── Text shown ──

NEWSLETTER

 

February 2017
The Dahesh in Florida

Some of the Dahesh Museum’s cherished masterpieces have traveled to Florida for the winter!  This will be their final tour for some time, as they are readied for exhibition in their new home. 

Academic Splendor: Nineteenth-Century Masterworks from the Dahesh Museum of Art opened at the Cummer Museum of Art & Gardens in Jacksonville on January 27 and will run through April 16, 2017. With more than 40 works, the exhibition features a wide range of themes and styles by famous artists trained in European academies and private ateliers, including Jean-Léon Gérôme, William-Adolphe Bouguereau, Gustave Doré, and Antoine-Louis Barye. The exhibition is accompanied by a full-color catalogue, Academic Splendor: 101 Masterpieces from the Dahesh Museum of Art.

───
── Provided material ──

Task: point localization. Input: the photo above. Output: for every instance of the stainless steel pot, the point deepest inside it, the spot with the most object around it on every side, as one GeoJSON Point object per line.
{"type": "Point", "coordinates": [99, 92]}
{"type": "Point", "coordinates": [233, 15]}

───

Task A →
Answer these about the Dahesh newsletter:
(i) Why will this be the works' final tour for some time?
(ii) At which museum did the exhibition open?
(iii) What is the title of the catalogue that accompanies the exhibition?
Task B → Please pick up the Dahesh newsletter after its last sentence and continue it.
None of the lines are needed here.

Output A →
(i) They are being readied for exhibition in their new home.
(ii) The Cummer Museum of Art & Gardens in Jacksonville.
(iii) Academic Splendor: 101 Masterpieces from the Dahesh Museum of Art.

Output B →
The Dahesh has lent four important Orientalist works to the Flagler Museum in Palm Beach for its exhibition Harem: Unveiling the Mystery of Orientalist Art from January 24 to April 16, 2017. The exhibition explores the myths and realities of the harem—a favorite theme in Orientalist art, as well as the fascination that Gilded Age artists, collectors, and tourists from the West had with this exotic subject.

The Museum has also lent five of its most popular Orientalist works to the Cornell Museum, Rollins College, in Winter Park, for its exhibition The Black Figure in European Imaginary from January 14 to May 14, 2017.  The exhibition explores the nuanced, multifaceted, and often ambivalent, vexed relationship between European artists and the black figure.

Salon Thursdays: March 9, 2017
“Paths Forgotten, Calls Unheard: Book Illustration in the Nineteenth Century.”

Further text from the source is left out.